Data records
======

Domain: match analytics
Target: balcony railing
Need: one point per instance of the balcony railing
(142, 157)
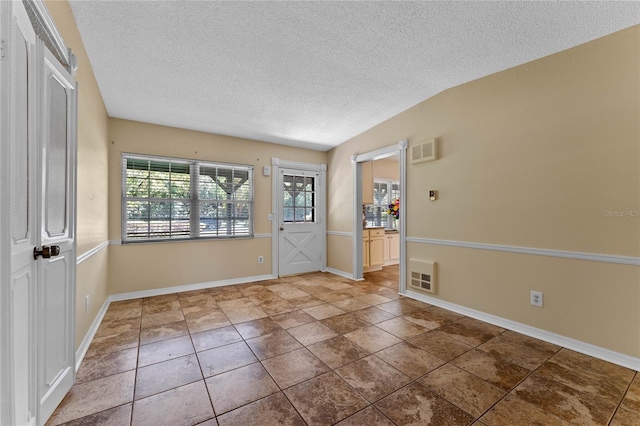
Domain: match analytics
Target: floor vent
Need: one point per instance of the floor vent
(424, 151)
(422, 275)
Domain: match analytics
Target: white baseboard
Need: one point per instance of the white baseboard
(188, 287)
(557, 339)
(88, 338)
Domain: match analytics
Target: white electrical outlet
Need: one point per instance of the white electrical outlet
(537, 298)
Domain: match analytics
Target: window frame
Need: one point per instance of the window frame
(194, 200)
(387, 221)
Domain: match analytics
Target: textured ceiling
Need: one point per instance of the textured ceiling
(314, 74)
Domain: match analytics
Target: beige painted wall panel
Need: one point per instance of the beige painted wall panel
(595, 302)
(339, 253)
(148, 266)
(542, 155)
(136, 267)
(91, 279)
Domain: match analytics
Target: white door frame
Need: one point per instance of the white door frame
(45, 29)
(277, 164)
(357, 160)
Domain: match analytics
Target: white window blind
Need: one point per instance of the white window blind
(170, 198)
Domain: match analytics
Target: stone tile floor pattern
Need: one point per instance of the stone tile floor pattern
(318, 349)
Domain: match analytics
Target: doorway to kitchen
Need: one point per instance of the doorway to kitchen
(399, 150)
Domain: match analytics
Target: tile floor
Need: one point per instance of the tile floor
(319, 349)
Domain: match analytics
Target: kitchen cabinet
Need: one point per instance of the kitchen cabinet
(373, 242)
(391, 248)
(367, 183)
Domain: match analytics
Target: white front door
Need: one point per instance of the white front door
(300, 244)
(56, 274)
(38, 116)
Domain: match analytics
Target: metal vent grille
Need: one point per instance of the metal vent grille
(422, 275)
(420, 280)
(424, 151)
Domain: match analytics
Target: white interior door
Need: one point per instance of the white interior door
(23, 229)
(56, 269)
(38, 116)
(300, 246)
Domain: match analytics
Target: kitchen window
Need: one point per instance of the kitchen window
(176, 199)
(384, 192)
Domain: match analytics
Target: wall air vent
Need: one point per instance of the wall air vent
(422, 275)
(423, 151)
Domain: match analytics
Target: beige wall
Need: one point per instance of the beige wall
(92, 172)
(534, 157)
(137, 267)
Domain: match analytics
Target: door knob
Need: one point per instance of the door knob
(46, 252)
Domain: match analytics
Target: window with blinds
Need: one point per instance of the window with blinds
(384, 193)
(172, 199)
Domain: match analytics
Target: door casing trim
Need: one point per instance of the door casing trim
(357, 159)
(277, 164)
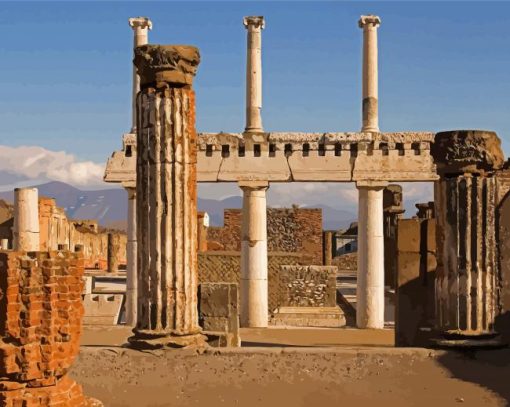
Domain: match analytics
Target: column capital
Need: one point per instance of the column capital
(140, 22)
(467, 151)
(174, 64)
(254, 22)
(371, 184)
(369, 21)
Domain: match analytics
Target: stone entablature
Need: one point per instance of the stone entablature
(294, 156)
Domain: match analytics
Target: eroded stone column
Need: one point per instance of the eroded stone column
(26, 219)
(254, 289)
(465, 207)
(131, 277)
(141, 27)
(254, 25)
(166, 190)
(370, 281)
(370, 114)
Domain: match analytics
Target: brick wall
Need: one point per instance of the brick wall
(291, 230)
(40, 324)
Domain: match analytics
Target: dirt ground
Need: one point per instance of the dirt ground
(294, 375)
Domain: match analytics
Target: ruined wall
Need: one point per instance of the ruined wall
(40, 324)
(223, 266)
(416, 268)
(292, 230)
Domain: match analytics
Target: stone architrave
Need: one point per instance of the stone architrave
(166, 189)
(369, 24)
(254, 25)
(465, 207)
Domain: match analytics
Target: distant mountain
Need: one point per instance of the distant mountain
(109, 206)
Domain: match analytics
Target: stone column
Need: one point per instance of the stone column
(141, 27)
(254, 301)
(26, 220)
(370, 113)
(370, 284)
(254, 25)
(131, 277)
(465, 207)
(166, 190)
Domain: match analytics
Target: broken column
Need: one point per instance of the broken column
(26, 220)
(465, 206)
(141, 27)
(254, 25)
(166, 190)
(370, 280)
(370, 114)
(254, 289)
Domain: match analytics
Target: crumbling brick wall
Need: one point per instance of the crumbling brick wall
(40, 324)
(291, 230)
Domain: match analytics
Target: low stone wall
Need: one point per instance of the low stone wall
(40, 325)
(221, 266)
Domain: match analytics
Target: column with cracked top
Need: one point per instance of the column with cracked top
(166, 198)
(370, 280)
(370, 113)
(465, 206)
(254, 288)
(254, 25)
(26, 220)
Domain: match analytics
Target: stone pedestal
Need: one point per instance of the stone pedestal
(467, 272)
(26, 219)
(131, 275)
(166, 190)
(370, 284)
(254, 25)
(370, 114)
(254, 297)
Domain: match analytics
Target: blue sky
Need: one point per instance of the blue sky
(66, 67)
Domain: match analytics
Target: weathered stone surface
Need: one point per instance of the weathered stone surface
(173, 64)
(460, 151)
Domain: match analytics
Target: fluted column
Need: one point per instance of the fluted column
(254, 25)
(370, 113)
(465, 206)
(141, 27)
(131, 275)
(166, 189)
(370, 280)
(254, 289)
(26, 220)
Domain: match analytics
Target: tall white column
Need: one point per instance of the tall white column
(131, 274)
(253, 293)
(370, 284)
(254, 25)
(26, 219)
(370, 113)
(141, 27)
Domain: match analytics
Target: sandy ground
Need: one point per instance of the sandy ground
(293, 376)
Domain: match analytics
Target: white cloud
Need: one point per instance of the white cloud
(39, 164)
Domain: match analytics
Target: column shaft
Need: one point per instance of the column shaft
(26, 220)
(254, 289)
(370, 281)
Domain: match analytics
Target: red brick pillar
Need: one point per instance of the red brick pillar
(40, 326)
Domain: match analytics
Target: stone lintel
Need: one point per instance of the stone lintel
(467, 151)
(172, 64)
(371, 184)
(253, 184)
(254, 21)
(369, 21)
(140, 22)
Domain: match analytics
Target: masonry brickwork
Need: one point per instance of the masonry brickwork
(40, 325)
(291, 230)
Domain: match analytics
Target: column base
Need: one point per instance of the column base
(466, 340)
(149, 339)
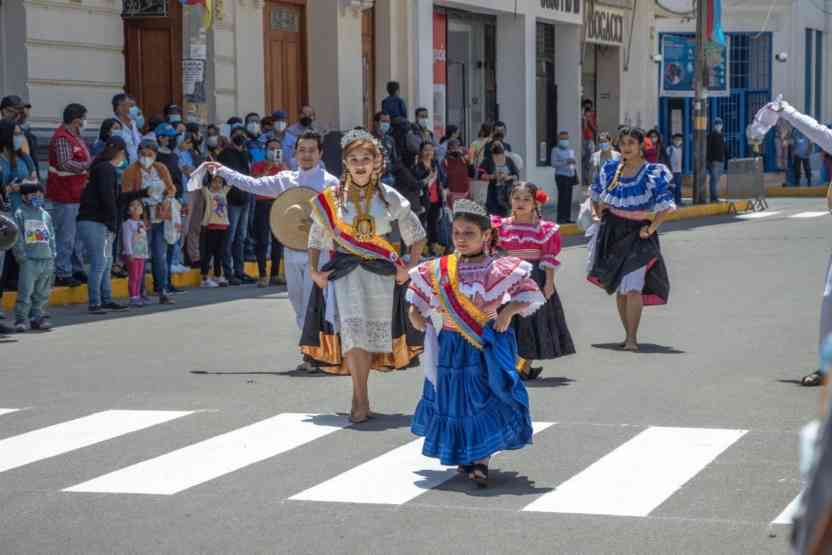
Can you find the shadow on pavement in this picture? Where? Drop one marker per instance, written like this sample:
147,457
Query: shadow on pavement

======

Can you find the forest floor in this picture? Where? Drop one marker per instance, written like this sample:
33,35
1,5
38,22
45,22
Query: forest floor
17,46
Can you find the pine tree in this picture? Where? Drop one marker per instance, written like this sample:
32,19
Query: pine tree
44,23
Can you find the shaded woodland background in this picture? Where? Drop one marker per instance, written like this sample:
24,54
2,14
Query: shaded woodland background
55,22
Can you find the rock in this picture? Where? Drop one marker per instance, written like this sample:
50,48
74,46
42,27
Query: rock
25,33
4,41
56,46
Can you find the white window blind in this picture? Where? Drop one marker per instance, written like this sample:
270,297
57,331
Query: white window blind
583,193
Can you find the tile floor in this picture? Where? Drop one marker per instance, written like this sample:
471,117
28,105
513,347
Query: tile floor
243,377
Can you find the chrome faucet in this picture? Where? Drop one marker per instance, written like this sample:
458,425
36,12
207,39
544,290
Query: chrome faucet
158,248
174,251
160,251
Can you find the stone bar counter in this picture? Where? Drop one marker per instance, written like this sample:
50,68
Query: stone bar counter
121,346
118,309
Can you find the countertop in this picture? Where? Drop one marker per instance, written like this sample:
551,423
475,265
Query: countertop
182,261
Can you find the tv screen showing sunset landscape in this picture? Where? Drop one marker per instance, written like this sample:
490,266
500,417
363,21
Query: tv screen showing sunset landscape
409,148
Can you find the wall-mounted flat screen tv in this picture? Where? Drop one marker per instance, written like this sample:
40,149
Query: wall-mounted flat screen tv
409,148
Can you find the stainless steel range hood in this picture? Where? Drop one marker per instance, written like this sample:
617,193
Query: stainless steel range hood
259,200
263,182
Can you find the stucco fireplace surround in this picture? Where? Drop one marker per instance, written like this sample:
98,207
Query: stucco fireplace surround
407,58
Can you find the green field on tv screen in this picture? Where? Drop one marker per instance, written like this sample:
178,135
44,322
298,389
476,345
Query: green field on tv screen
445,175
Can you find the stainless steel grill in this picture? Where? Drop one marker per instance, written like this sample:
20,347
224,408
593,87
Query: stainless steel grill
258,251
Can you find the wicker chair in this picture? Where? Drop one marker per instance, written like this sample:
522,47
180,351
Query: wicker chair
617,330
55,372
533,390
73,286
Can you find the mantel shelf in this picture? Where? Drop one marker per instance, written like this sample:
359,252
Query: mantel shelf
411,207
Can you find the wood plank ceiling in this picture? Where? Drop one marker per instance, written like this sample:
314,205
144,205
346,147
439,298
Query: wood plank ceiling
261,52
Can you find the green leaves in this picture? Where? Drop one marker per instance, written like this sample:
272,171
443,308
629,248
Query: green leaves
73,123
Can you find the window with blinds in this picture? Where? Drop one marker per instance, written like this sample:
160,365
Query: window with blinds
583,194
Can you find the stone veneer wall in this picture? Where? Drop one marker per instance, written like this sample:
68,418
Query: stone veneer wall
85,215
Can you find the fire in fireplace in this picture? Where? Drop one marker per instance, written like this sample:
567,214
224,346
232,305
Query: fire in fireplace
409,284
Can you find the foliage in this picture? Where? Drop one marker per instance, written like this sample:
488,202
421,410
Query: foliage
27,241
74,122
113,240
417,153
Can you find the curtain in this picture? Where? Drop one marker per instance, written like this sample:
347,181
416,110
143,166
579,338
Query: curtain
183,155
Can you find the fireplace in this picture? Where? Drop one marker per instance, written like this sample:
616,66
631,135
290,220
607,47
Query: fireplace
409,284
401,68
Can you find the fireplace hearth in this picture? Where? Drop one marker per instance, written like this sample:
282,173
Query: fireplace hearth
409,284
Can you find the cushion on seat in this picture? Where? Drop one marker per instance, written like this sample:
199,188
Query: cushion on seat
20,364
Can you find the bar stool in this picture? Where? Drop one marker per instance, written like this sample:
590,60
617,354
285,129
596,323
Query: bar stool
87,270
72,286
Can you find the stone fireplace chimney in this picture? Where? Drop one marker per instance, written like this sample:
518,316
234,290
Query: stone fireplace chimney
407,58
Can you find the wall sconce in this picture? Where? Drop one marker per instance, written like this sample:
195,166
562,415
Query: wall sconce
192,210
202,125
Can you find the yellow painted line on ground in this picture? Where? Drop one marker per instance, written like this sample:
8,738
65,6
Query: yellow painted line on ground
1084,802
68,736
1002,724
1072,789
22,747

======

▸ **WHAT TO WORK ON**: Note how many lines of the entries contain the string "shadow", then give that number by itself.

▸ **SOLVED PROBLEM**: 2